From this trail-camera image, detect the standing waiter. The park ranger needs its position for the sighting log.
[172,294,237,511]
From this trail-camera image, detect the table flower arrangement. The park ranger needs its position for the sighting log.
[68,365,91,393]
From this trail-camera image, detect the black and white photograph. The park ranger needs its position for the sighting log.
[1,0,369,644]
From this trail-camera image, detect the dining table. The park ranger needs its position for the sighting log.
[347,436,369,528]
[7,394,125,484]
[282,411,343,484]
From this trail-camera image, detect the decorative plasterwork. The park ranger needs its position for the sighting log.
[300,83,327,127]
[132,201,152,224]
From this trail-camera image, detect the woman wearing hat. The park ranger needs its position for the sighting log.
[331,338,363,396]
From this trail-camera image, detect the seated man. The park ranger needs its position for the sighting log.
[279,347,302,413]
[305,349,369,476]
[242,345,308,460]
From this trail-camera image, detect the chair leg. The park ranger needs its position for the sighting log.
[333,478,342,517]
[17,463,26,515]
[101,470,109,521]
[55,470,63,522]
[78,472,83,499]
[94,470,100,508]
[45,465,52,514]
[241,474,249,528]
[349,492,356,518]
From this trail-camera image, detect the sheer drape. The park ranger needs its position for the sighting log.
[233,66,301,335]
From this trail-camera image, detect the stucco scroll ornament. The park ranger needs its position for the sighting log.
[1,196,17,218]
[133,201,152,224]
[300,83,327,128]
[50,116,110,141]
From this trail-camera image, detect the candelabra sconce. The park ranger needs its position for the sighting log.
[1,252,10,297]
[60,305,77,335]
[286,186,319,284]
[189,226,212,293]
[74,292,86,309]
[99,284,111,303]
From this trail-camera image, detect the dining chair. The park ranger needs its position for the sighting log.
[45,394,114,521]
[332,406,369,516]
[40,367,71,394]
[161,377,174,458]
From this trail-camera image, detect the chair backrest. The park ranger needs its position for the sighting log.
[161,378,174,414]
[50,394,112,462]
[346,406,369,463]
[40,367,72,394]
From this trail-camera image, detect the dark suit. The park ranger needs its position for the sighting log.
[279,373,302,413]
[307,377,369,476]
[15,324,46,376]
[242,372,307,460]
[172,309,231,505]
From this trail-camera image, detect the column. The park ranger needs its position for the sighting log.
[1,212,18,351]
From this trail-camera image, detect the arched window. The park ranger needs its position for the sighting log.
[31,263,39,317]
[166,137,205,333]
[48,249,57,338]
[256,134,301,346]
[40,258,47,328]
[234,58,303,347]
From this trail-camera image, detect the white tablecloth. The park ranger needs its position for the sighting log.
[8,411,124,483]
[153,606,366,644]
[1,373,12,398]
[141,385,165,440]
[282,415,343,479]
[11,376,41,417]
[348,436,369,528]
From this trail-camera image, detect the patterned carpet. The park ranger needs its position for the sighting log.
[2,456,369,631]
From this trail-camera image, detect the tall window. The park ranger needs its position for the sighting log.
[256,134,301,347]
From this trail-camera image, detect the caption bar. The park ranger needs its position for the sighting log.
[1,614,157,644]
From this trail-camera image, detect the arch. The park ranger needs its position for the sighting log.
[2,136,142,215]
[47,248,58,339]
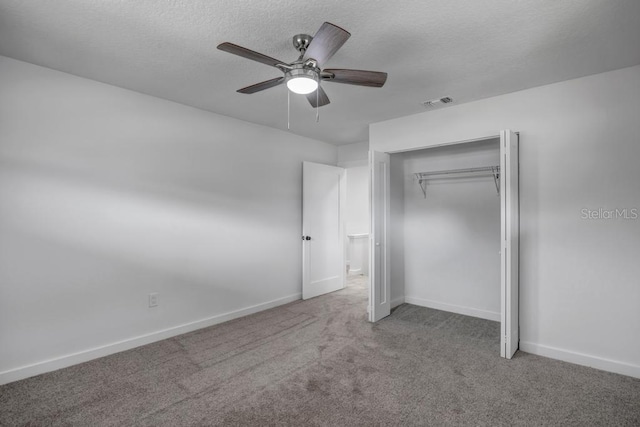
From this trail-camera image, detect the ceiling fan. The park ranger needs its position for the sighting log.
[218,22,387,108]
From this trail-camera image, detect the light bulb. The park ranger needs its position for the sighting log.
[287,76,318,95]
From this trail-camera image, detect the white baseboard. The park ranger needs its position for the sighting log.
[391,297,405,308]
[519,341,640,378]
[404,296,500,322]
[0,293,302,385]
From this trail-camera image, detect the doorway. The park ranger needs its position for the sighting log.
[369,130,519,358]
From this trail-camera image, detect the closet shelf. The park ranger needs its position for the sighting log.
[415,166,500,199]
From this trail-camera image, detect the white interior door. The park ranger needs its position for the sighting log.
[369,151,391,322]
[500,130,520,359]
[302,162,346,299]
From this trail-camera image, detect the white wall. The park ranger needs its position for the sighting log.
[0,57,337,382]
[370,66,640,377]
[401,140,500,321]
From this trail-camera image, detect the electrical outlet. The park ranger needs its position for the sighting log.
[149,292,158,307]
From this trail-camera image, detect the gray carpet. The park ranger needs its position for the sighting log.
[0,280,640,426]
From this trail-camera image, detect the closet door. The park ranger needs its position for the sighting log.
[369,151,391,322]
[500,130,520,359]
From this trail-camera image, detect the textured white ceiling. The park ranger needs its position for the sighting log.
[0,0,640,144]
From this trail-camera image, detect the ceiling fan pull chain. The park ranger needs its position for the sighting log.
[287,89,291,130]
[316,73,320,123]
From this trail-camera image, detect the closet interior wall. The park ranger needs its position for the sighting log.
[400,139,500,321]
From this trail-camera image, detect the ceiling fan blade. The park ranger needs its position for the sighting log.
[304,22,351,68]
[322,69,387,87]
[237,77,284,93]
[218,42,286,67]
[307,86,331,108]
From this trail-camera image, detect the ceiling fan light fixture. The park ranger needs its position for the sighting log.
[286,69,318,95]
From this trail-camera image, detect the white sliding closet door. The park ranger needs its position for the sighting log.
[369,151,391,322]
[500,130,520,359]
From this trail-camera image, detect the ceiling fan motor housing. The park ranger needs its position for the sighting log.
[293,34,313,54]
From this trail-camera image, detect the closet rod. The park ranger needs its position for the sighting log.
[415,166,500,199]
[416,166,500,177]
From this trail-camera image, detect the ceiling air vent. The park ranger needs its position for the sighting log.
[422,96,453,108]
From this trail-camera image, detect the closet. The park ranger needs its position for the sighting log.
[391,138,501,322]
[369,129,520,359]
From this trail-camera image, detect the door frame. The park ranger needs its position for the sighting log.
[369,130,520,359]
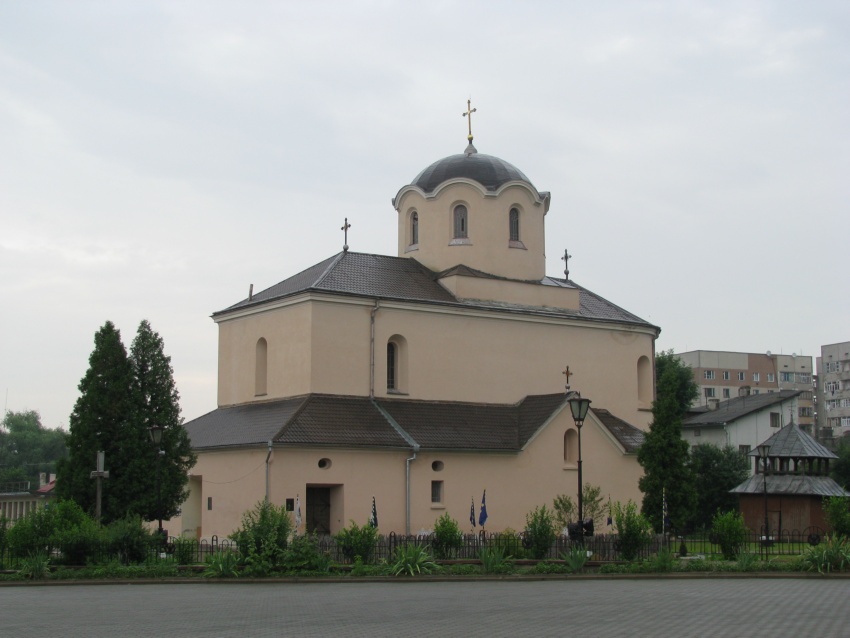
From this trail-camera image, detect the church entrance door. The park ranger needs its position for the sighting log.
[305,487,331,534]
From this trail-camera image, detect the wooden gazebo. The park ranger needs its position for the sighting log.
[731,423,850,538]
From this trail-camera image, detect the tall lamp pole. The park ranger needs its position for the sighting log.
[148,425,165,537]
[568,392,591,533]
[756,443,770,551]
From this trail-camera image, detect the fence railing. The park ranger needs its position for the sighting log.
[0,527,826,568]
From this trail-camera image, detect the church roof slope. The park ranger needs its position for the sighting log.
[682,390,800,427]
[591,408,644,454]
[749,423,838,459]
[213,251,657,330]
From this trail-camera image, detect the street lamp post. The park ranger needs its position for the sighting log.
[756,443,770,552]
[148,425,165,537]
[568,392,590,535]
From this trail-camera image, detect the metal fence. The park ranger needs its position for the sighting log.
[0,527,826,569]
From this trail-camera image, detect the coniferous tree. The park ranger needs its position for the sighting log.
[126,320,196,521]
[638,350,699,531]
[56,321,132,522]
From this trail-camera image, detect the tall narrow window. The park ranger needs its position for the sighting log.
[410,211,419,246]
[454,204,469,239]
[387,341,398,390]
[508,208,519,241]
[254,337,269,396]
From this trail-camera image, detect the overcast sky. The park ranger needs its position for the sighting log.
[0,0,850,427]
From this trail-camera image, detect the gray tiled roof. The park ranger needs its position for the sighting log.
[682,390,800,428]
[592,408,644,453]
[186,393,643,452]
[213,251,651,326]
[729,474,850,496]
[750,423,838,459]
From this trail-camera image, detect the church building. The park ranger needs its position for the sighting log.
[176,121,660,538]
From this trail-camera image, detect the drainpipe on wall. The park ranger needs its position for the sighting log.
[369,299,380,399]
[266,441,272,503]
[404,444,419,536]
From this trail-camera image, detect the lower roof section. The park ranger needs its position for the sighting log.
[185,393,643,453]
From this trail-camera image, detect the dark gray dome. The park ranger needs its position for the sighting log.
[411,145,531,193]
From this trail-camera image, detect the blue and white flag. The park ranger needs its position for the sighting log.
[478,490,487,527]
[369,496,378,527]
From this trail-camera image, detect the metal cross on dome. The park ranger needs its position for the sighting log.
[463,99,478,144]
[340,217,351,252]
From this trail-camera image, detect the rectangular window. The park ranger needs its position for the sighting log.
[431,481,443,504]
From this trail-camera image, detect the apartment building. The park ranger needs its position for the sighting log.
[676,350,812,434]
[817,341,850,439]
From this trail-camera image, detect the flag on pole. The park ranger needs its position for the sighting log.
[478,490,487,527]
[369,496,378,527]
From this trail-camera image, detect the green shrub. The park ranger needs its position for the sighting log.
[487,527,527,559]
[334,521,378,564]
[390,543,439,576]
[230,501,292,576]
[524,505,557,560]
[561,545,588,574]
[711,512,749,560]
[204,550,239,578]
[431,512,463,560]
[823,496,850,537]
[283,534,331,573]
[801,536,850,574]
[106,516,154,565]
[611,500,652,561]
[478,547,514,574]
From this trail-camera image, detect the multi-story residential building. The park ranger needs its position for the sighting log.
[817,341,850,439]
[676,350,812,433]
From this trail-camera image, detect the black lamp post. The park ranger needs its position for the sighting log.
[568,393,590,534]
[148,425,165,537]
[756,443,770,551]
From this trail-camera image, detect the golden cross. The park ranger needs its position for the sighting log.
[463,99,478,144]
[561,248,573,279]
[561,366,573,390]
[340,217,351,252]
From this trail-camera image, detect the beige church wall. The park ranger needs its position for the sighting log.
[176,409,641,539]
[218,301,312,406]
[396,182,546,281]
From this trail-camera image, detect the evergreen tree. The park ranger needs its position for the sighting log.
[56,321,132,522]
[638,350,699,531]
[127,320,196,521]
[691,443,751,527]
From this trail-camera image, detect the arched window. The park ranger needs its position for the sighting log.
[564,428,578,463]
[508,208,519,241]
[254,337,269,396]
[387,341,398,390]
[637,356,652,408]
[454,204,469,239]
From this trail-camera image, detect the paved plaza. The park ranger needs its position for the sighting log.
[0,578,850,638]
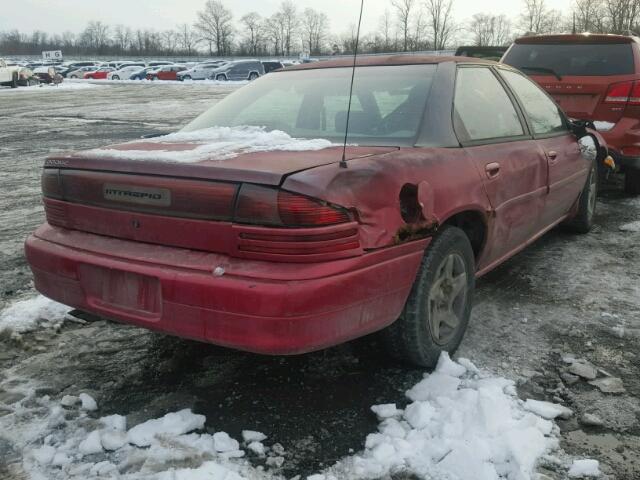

## GOAL
Update the listing lines from the one containing "From this trail-camera image, detect the tall lamp" through the one containing "[750,423,838,459]". Replace each "sighting log" with "observation record", leave everything else unchanged, and return only those lines.

## EXERCISE OUTPUT
From this trail-camera image, detect the tall lamp pole. The park ranger needs its position for the observation record.
[148,425,165,537]
[568,392,591,533]
[756,443,770,551]
From this trail-camera image, detect the fence railing. The park ranger needs its position for the observation record.
[0,527,826,568]
From this trail-camera image, detect the church roof slope. The park ranger needs its position for the observation record.
[682,390,800,427]
[591,408,644,454]
[749,423,838,459]
[213,251,657,330]
From this trail-camera image, detect the street lamp post. The park ranger needs its position for the observation record.
[756,443,770,552]
[148,425,165,537]
[568,392,590,535]
From this trail-camera image, detect the metal fence. The park ranger needs its position for the observation record.
[0,527,826,569]
From this trail-camera image, detect the coniferous tree. The park ranger needs its position for the observation record.
[126,320,196,521]
[638,350,699,531]
[56,321,132,522]
From this trail-camera image, detect the tall narrow window. The park ranger needs its position for the observation record.
[410,211,419,246]
[454,204,469,239]
[387,341,398,390]
[508,208,519,241]
[254,337,269,396]
From this trail-camera image, detect the overcast sky. The park ranger needs its position for the observation record.
[0,0,850,427]
From this trail-camera image, detect the gray tiled roof. The park ranger needs its position for the observation record.
[682,390,800,428]
[592,408,644,453]
[186,393,643,452]
[213,251,651,326]
[729,474,850,496]
[750,423,838,459]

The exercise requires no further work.